EXCERPTED TEXT
>>

In [1]:
# default_exp experiment.lake_observer

# Sacred Data Lake Observer

`sacred` is an excellent library for tracking machine learning experiments. It has an observer model for experiments and there are many different types of observer, which accomodate many destinations. When you combined with some community provided tooling like incense and omniboard this as complete an experimentation management capability as Data Scientists need. 

An issue that prevents greater adoption of the SIO stack sacred/incense/omniboard is dependence on an external service, namely MongoDB. It is not easy for Data Scientists to deploy a MongoDB instance within a production environment. However most Data Science notebook environments now permit access to data lake storage such as S3.

> This `sacred` observer adds support for a data lake observer. This observer stores all data in block storage under a root experiment directory. Each experiment component, e.g artifacts, metrics, runs is stored in it's own directory. Components like runs and metrics can be queried using a lake compatible query engine with a client ODBC driver. Files and other nested/unstructured entities can be accessed from the block storage client directly. The goal is to provide the same capability as the MongoDBObserver and hence to be compatible with key downstream libraries like: `incense` and `omniboard`.

In [2]:
%load_ext autoreload
%autoreload 2

In [3]:
# export
import json
import os
import os.path
import uuid

import boto3
import pandas as pd
from sacred.dependencies import get_digest
from sacred.observers.base import RunObserver
from sacred.serializer import flatten
from sciflow.s3_utils import (
    delete_dir,
    is_valid_bucket,
    list_s3_subdirs,
    objects_exist_in_dir,
    s3_join,
)
from sciflow.utils import prepare_env

In [4]:
# export
DEFAULT_S3_PRIORITY = 20

In [5]:
# export
class AWSLakeObserver(RunObserver):
    VERSION = "AWSLakeObserver-0.1.0"

<<

GIVEN DATA
>>

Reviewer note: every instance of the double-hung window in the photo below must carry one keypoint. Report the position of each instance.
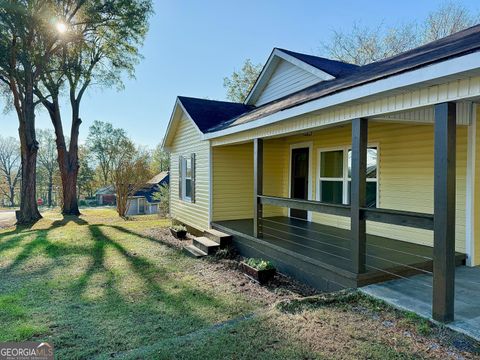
(187, 178)
(335, 176)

<<

WHAT IS ASKED
(a) From the Sacred data lake observer notebook, reproduce word for word the part that opens with the words containing "# Sacred Data" and closes with "such as S3.".
(b) According to the Sacred data lake observer notebook, which external service does the sacred/incense/omniboard stack depend on?
(c) Pick up the Sacred data lake observer notebook after its last line and keep writing it.
The listing isn't needed for anything here.

RESPONSE LIST
(a)
# Sacred Data Lake Observer

`sacred` is an excellent library for tracking machine learning experiments. It has an observer model for experiments and there are many different types of observer, which accomodate many destinations. When you combined with some community provided tooling like incense and omniboard this as complete an experimentation management capability as Data Scientists need. 

An issue that prevents greater adoption of the SIO stack sacred/incense/omniboard is dependence on an external service, namely MongoDB. It is not easy for Data Scientists to deploy a MongoDB instance within a production environment. However most Data Science notebook environments now permit access to data lake storage such as S3.

(b) MongoDB.

(c)
    def __init__(
        self,
        project,
        experiment_name,
        bucket_name=None,
        experiments_key_prefix=None,
        priority=DEFAULT_S3_PRIORITY,
        region="eu-west-1",
    ):
        """Constructor for a AWSLakeObserver object.

        Run when the object is first created,
        before it's used within an experiment.

        Parameters
        ----------
        experiment_name
            The nme of this experiment
        bucket_name
            The name of the bucket you want to store results in.
            Doesn't need to contain `s3://`, but needs to be a valid bucket name
        experiments_key_prefix
            The relative path inside your bucket where you want this experiment to store results
        priority
            The priority to assign to this observer if
            multiple observers are present
        region
            The AWS region in which you want to create and access
            buckets. Needs to be either set here or configured in your AWS
        """
        self.experiment_name = experiment_name
        if bucket_name is None:
            try:
                bucket_name = os.environ["SCIFLOW_BUCKET"]
            except KeyError:
                raise ValueError(
                    "Bucket name must be provided or set using SCIFLOW_BUCKET env"
                )
        self.bucket_name = (
            os.environ["SCIFLOW_BUCKET"] if bucket_name is None else bucket_name
        )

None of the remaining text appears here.